**Given passage:**
========

Tooth grinding is one of those things that we tend to recognize in others, but not in ourselves. In fact, many people are completely unaware that they may grind or clench their teeth, both in the waking hours and when we are asleep. According to the American Sleep Association, surveys indicate that about 15 percent of all children in the United States grind their teeth while asleep; about 10% of adults do too. Tooth grinding may not seem like a big deal, but the truth is that such practices can create severe damage to our teeth over time. In this article, we’ll talk about the phenomenon of tooth grinding and provide tips on what people can do to manage this potentially damaging situation.
What is Tooth Grinding?
Tooth grinding and chronic clenching of the jaw, called bruxism by dentists, is a habit that plagues thousands of adults and children in the U.S. It is unclear what the specific cause of bruxism is, and in fact may be the result of several factors like stress, misalignment of the teeth and jaws, anxiety, or disturbances during the sleep cycle.
Left unaddressed, bruxism can lead to severe oral problems, including:
- Chipped or broken teeth
- Worn enamel, the protective layer that covers our teeth
- An increase in the chance of dental cavities due to worn or broken areas of the teeth that may allow bacteria to penetrate below the surface
- Pain in the jaw muscles and connective tissues of the face
- Joint disorders, particularly in the temporomandibular joint (TMJ) that connects the lower jaw to the skull
- Loss of mobility of the jaw, including a condition where the jaw locks in an open or closed position
Family dentists can identify the condition and recommend treatment steps, but severe cases may need the assistance of a specialized dental professional with training in TMJ disorders.
How Can I Manage Tooth Grinding?
If you find yourself grinding or clenching your teeth, or you have noticed a family member doing the same in his or her sleep, getting help from a dental professional is the first step. Luckily, there are a number of ways one can manage this condition, stopping the grinding before it can do serious damage to the teeth. Methods for managing bruxism range from simple, at-home techniques to more specialized treatments under the care of a dentist. Methods include:
- Taking a magnesium supplement: several studies have pinpointed the mineral magnesium as a component of mood regulation and relaxation. Because some bruxism is caused by stress, a magnesium supplement or a diet high in magnesium-rich foods like bananas, avocados, and spinach can help reduce the stress and anxiety that leads to chronic tooth grinding.
- Managing stress: whether you practice yoga, listen to calming music, or seek the help of a therapist, reducing stress can improve the outcome in chronic bruxism patients. Find something that helps to calm and relax your mind and you’re well on your way to beating tooth grinding.
- Dental treatments: in some cases, a dentist will recommend a soft mouth guard to be worn over the teeth. The mouth guard is custom-formed to each patient’s mouth, achieving a comfortable fit. The guard can be worn in the daytime or during sleep to prevent damage to the teeth. Bite correction, or realigning the teeth so that they mesh properly when the mouth is closed, may also be a procedure used by dentists to conquer bruxism.
Talk to your family dentist today if you have concerns about tooth grinding or clenching. With early intervention and treatment, you can avoid the pain and damage that this condition causes, helping to ensure a healthy smile for years to come, assures Dr. Thomas Cooke.

========

(Items listed in a dataset)
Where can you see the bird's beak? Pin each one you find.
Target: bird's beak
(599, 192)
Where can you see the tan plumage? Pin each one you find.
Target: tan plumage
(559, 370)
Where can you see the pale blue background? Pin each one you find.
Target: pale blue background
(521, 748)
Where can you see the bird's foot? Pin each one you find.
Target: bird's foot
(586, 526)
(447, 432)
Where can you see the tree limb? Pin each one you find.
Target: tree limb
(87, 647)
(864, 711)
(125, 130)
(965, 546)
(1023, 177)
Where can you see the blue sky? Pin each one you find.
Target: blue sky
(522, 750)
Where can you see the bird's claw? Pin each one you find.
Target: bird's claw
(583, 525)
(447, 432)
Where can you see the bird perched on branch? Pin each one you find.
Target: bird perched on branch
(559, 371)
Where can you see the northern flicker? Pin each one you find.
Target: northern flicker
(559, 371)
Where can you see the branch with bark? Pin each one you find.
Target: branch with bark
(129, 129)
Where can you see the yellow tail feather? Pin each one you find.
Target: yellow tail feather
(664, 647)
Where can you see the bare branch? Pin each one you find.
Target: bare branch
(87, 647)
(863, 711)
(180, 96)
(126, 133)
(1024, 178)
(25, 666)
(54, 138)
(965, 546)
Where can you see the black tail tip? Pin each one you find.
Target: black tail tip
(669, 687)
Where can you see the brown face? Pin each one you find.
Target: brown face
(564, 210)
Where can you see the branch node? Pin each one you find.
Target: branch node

========

**Exercise objective:** Reproduce part of the tooth grinding passage word for word, beginning at "- Dental treatments: in" and ending after "Dr. Thomas Cooke.".

**Written reply:**
- Dental treatments: in some cases, a dentist will recommend a soft mouth guard to be worn over the teeth. The mouth guard is custom-formed to each patient’s mouth, achieving a comfortable fit. The guard can be worn in the daytime or during sleep to prevent damage to the teeth. Bite correction, or realigning the teeth so that they mesh properly when the mouth is closed, may also be a procedure used by dentists to conquer bruxism.
Talk to your family dentist today if you have concerns about tooth grinding or clenching. With early intervention and treatment, you can avoid the pain and damage that this condition causes, helping to ensure a healthy smile for years to come, assures Dr. Thomas Cooke.